### Supplied passage
In a word, Discourse
Analysis means Doing Analysis. (Antaki et al., 2003)
I think that the overall arching connection between these
readings was that qualitative research is equivalent in its own right to
quantitative research, but that a problem that comes up in this line of work is
that the researcher doesn’t pay it the respect that it deserves. The research isn’t always done accurately,
the analysis is sloppy, or time hasn’t been devoted to developing the craft as
they should have. Researchers need to
spend time learning about what an interview is and isn’t. They need to recognize how to really do the
analysis, so that it is conducted and verified by the data itself, such as
being followed up in the next turn. This
isn’t easy work and if done correctly, provides everything that quantitative
researchers are looking for, i.e., validity, without all of those messy
numbers.
In terms of the Golato article, I found the concept of DCTs
interesting, but I was left with that feeling of ‘Duh!’ Humans are infallible. They are different. No interaction can ever truly be replicated,
because nothing can ever been the same in a subsequent interaction. For example, I am sitting on my couch typing
this paper and my husband has been researching vacation destination for us for
winter break. He was excited about taking
me on a beach vacation, because he knows how much I love the beach. When he got my deflated reaction about the
possible cold weather in late December, he went back to looking. From this point forward, every vacation
option he encounters that involves a North American beach will be viewed
differently than before. Our interaction
changed his perception. If he or someone
else tried to replicate our interaction, they would approach it with a
different stance.
Golato talked about the function of a compliment in a
classroom and non-institutional setting and it made me think about a southern
term that we have blogged about before, ‘Bless your heart.’ Anywhere in America that saying would appear
to be a sympathetic statement, but in the south, it probably means the speaker
thinks that the intended is an idiot.
Context matters. Background
knowledge matters. This also made me think
of Peter Johnston’s Choice Words or Opening Minds. The simplest of phrases can be interpreted in
a number of ways based on the context in which they are said or based on the
tone of voice or the mood that the participants are in.

### Records supplied
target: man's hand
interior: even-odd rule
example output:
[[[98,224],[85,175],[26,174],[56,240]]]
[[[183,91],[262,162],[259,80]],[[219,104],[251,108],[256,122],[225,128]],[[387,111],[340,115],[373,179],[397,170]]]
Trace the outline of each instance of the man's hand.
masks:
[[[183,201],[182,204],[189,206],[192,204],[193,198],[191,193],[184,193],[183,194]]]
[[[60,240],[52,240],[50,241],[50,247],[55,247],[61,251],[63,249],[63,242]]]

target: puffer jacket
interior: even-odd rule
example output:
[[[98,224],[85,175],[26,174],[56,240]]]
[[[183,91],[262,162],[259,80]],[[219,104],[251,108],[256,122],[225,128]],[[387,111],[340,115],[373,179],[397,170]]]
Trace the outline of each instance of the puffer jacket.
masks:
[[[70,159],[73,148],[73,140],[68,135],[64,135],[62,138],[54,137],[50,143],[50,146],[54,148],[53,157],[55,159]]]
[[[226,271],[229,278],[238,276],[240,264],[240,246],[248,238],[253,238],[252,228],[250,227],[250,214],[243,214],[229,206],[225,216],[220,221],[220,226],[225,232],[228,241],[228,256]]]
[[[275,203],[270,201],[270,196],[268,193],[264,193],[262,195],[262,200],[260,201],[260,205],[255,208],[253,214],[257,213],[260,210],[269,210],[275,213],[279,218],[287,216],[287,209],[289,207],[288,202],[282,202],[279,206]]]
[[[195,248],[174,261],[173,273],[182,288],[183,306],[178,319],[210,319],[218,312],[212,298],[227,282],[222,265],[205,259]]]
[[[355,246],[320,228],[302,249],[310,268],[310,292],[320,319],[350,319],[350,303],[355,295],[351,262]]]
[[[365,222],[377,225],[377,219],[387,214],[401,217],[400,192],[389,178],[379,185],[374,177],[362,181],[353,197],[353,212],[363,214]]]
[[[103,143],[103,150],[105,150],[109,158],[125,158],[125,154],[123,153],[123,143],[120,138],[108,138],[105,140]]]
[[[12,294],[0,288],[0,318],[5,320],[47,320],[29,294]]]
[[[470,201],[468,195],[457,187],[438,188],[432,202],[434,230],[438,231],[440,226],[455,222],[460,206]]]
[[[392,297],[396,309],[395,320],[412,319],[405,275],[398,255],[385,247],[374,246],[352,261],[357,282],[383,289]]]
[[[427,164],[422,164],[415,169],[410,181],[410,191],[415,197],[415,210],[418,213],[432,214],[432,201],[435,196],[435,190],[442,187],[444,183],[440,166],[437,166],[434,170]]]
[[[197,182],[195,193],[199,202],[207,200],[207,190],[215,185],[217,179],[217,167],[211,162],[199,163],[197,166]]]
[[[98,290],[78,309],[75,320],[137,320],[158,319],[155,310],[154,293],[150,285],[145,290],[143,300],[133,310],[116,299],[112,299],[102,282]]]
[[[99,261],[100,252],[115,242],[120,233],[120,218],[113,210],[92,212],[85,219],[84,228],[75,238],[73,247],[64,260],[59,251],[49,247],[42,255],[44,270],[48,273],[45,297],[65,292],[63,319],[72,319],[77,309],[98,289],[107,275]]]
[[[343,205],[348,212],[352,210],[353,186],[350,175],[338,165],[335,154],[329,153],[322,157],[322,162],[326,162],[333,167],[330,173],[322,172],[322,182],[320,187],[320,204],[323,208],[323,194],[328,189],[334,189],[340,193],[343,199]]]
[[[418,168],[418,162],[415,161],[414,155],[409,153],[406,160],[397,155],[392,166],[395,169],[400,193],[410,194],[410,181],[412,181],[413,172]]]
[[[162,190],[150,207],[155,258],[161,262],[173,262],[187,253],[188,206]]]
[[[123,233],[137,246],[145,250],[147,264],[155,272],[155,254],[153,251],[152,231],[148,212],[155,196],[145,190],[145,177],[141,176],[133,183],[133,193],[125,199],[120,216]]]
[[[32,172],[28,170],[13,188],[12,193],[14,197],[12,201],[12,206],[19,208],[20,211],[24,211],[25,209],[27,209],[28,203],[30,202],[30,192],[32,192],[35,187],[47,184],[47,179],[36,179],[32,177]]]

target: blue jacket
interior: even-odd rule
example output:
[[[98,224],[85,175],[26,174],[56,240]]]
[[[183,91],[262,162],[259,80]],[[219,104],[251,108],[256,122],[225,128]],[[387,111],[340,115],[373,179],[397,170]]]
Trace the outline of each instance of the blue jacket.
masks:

### Exercise prompt
Copy word for word the stretch of the reflection on discourse analysis between "Context matters. Background" and "participants are in.", inclusive. Work from the reflection on discourse analysis alone, not from the lines.

### Solution to this task
Context matters. Background
knowledge matters. This also made me think
of Peter Johnston’s Choice Words or Opening Minds. The simplest of phrases can be interpreted in
a number of ways based on the context in which they are said or based on the
tone of voice or the mood that the participants are in.